**Page excerpt**
"""
TensorRT and IOptimizationProfile

Description

I am trying to use TensorRT IOptimizationProfiles to compile an engine from tensorflow via ONNX to TensorRT, for use with different image matrix sizes.
The conversion/compile works and also the inference using the different profiles works. What confuses me is the CUDA memory used by the IExecutionContext, which I track with cudaMemGetInfo. For compiling the ONNX model to TensorRT I use custom code as trtexec does not seem to allow to specify more than one optimization profile. For the optimization profiles I use setExtraMemoryTarget(0) to keep additional memory as low as possible (however, in my experiments this setting did not really make a difference anyway).

For instance, for my custom model and a single optimization profile with a shape of (1,1,896,896) the context uses 264 MB cuda memory.

For the two shapes (and thus two optimization profiles) (1,1,896,896) and (1,1,768,768) I get a CUDA memory consumption for the context of 633 MB, which is MORE than double the memory used by the single (larger) profile.

What is going on here? Is this expected behavior? What is the use of optimization profiles if I can get less memory consumption (ok minus the memory taken up by the model itself) if I just compile and load 2 separate engines compared to having 1 engine with optimization profiles?

Is there any further documentation of the usage of optimization profiles other than the C++ API reference manual?

Environment

TensorRT Version: 7.2.3
GPU Type: Quadro P2000
Nvidia Driver Version: 27.21.14.5206
CUDA Version: 11.0
CUDNN Version: 8.1
Operating System + Version: Win10
Python Version (if applicable): 3.6
TensorFlow Version (if applicable): 1.15.3

Hi @daum,

Sorry for the delayed response. Could you please share with us minimal issue reproducible scripts/onnx model to try from our end.
"""
**Set task 1**
Answer from the TensorRT forum thread:
(a) With a single optimization profile of shape (1,1,896,896), how much CUDA memory does the context use?
(b) Which two shapes are used in the two-profile case?
(c) What TensorRT version is listed under Environment?
**Set task 2**
Rewrite the paragraph of the TensorRT forum thread that begins "The conversion/compile works" as a short bulleted list that keeps its main facts.
**Set task 3**
Proceed with the TensorRT forum thread from where it stops, adding the next reply.
The data that come after this forum thread are separate material and are not part of it.

**Material**
"""
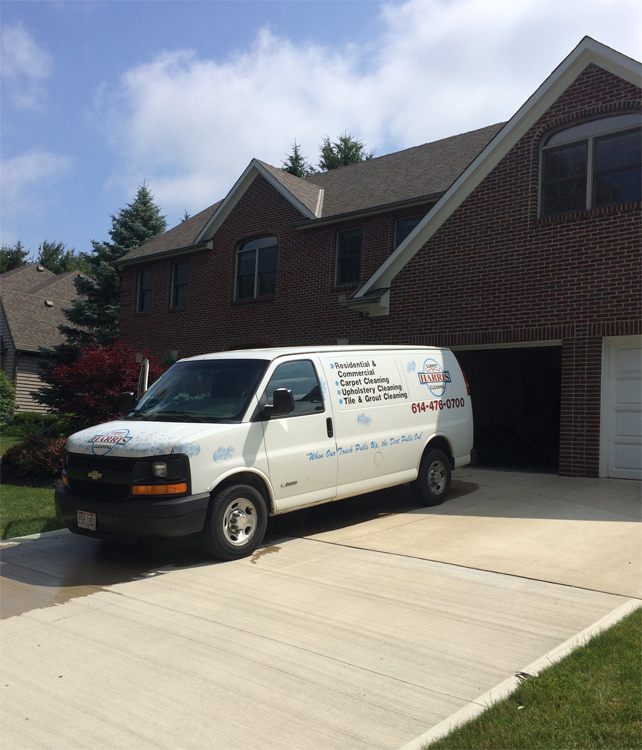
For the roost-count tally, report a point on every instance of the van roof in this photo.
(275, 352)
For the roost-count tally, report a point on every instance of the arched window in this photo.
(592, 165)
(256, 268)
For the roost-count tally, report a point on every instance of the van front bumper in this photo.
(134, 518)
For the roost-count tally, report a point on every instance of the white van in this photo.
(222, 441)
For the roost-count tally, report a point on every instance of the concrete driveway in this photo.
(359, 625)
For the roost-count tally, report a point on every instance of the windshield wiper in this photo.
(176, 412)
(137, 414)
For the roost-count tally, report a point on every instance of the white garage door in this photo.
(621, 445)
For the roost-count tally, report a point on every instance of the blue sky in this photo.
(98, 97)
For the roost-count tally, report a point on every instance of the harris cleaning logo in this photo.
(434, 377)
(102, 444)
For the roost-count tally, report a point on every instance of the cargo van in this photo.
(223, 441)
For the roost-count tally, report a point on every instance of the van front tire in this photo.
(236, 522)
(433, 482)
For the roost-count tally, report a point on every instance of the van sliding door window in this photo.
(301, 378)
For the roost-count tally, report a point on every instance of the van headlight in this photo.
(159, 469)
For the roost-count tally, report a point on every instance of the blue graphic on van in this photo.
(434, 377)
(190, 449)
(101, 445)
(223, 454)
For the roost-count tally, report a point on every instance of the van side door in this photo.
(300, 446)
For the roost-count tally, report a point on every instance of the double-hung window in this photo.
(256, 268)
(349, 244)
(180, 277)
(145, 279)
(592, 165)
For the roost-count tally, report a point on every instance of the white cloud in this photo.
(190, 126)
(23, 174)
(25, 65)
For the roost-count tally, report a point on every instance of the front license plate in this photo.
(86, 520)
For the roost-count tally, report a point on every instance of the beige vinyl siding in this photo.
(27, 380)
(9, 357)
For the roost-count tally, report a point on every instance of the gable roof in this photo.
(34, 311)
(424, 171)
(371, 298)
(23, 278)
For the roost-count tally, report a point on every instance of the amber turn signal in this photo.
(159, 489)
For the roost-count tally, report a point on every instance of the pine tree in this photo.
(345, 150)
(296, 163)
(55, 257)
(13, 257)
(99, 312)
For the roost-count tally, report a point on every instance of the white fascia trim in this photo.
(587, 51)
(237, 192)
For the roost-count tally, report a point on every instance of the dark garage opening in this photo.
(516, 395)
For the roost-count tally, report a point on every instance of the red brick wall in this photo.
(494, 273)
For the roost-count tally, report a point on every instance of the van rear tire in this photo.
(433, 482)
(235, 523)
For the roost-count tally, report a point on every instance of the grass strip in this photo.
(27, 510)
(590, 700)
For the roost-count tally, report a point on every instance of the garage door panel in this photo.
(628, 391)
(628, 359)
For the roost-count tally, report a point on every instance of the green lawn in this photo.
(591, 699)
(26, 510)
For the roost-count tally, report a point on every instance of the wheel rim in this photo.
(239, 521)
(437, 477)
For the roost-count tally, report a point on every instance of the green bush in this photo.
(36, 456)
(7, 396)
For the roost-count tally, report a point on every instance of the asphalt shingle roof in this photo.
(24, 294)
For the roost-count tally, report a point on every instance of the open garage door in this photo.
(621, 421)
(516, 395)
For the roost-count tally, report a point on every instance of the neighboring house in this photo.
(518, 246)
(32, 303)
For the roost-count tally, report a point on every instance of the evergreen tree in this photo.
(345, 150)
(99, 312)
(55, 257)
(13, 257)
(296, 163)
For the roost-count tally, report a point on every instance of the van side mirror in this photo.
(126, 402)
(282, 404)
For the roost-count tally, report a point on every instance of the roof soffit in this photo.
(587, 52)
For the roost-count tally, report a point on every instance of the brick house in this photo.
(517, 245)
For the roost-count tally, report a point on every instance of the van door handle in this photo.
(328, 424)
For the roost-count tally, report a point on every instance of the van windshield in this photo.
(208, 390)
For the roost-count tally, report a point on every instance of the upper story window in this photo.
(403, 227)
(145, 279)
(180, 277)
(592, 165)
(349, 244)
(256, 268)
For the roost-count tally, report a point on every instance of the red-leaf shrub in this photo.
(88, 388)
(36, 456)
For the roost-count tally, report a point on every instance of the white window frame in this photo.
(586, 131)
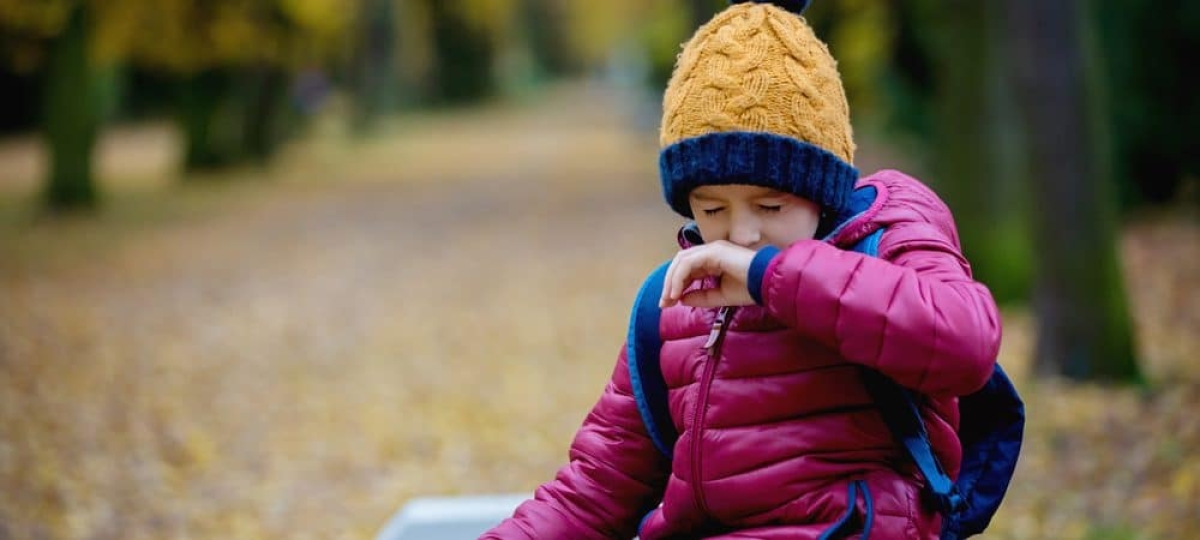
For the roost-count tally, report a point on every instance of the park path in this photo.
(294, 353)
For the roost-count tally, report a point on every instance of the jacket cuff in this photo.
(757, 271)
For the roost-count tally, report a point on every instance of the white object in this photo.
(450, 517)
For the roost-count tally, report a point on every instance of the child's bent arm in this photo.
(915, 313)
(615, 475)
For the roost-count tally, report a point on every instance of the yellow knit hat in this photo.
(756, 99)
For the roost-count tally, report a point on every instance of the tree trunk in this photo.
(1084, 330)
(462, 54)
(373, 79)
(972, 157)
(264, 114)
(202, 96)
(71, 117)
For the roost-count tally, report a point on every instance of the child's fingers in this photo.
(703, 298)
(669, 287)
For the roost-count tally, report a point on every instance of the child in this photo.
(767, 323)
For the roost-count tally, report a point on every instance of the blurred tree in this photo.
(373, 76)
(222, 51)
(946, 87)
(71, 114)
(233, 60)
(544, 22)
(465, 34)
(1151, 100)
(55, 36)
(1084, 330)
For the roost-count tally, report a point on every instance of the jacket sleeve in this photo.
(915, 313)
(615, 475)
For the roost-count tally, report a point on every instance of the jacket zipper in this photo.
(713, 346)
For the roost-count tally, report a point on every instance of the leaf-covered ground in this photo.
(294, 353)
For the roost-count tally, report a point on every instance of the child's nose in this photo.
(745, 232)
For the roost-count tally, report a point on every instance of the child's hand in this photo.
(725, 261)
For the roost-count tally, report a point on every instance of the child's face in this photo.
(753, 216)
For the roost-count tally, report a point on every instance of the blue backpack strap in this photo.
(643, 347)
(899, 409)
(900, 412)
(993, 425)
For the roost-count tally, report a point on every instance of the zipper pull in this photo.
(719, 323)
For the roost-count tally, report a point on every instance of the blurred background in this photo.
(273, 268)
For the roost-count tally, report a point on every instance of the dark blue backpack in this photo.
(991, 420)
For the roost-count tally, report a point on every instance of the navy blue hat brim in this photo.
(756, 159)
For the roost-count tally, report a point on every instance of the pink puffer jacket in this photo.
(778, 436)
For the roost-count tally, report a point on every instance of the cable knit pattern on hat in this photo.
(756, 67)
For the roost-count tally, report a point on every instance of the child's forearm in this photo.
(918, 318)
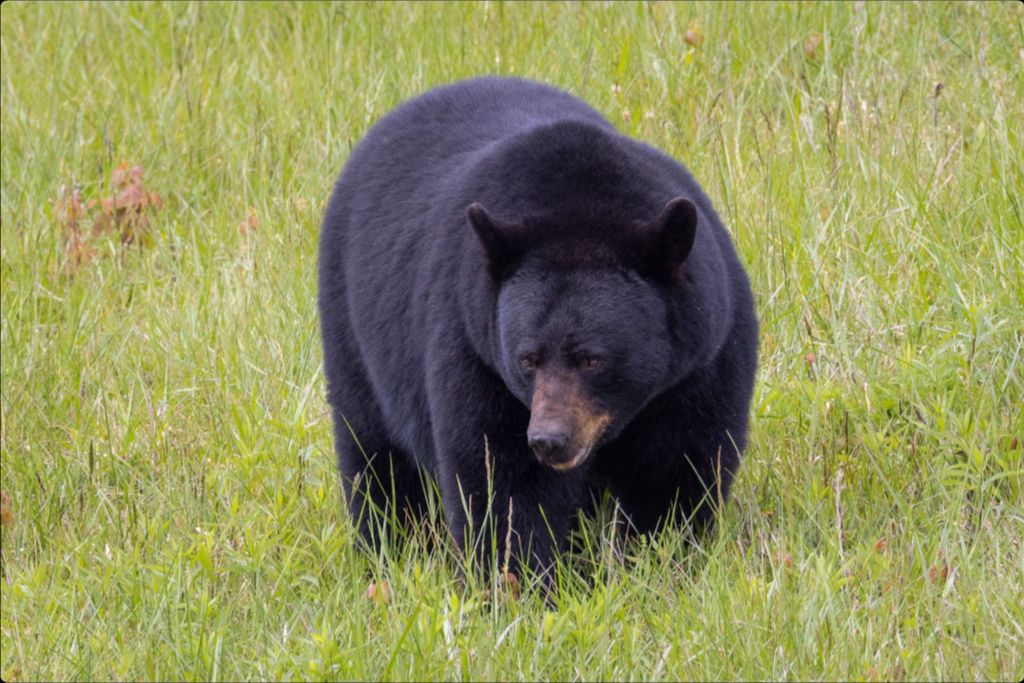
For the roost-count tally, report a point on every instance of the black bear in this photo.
"""
**Exercise result 1**
(a) 264 MB
(b) (1,1,896,896) and (1,1,768,768)
(c) 7.2.3

**Exercise result 2**
- The conversion, the compile, and inference with the different profiles all work.
- The confusing part is the CUDA memory used by the IExecutionContext, which is tracked with cudaMemGetInfo.
- Custom code compiles the ONNX model to TensorRT, because trtexec does not seem to allow more than one optimization profile.
- setExtraMemoryTarget(0) is set on the optimization profiles to keep extra memory as low as possible, though in the experiments it made little difference.

**Exercise result 3**
Thank you.

Hi,

while trying to boil down my use case, I discovered that the behavior was due to a wrong calculation of the shapes provided by the OptimizationProfiles, i.e. user error. With the correct shapes, memory consumption for the above example is pretty much identical in both cases. Sorry, my bad…

However, I still have a related question:
From my experiments so far it seems, a context is always allocated large enough, such that inference with any supported optimization profile is possible and not just large enough for the one currently set. Is this correct?

While this is good for quickly switching between optimization profiles (no additionaly runtime overhead for this) it takes away possibilities for memory management. Is there a way (or will there be a way) to make a context only support a specific optimization profile in order to benefit (memory wise) from an optimization profile for a small shape and not have it always allocate enough memory for the largest one?

Thank you.

Hi @daum,

Glad to know your issue is resolved.
Regarding context allocated, currently we do not have a way to reduce this. As of now, largest size will be allocated. This may be optimized in future releases.

Thank you.